> _YOUR OBJECTIVE_
I need the entries printed again word for word, without the images.

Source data
◇ ◇ ◇ ◇ ◇ ◇ ◇
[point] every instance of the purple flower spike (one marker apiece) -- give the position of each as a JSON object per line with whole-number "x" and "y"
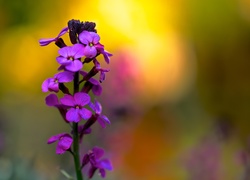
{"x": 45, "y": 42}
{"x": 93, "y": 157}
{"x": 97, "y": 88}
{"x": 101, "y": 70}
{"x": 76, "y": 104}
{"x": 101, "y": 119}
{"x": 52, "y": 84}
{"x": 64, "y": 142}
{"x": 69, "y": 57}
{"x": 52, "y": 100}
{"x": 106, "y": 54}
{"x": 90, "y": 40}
◇ ◇ ◇ ◇ ◇ ◇ ◇
> _SOLUTION FOR THIS EXERCISE_
[point] every instance of the purple flower spike (one marker apiece) -- give the position of each as a JSON object per line with whole-number "x" and "y"
{"x": 45, "y": 42}
{"x": 93, "y": 157}
{"x": 97, "y": 88}
{"x": 101, "y": 70}
{"x": 76, "y": 104}
{"x": 101, "y": 119}
{"x": 52, "y": 84}
{"x": 64, "y": 142}
{"x": 69, "y": 57}
{"x": 52, "y": 100}
{"x": 106, "y": 54}
{"x": 90, "y": 40}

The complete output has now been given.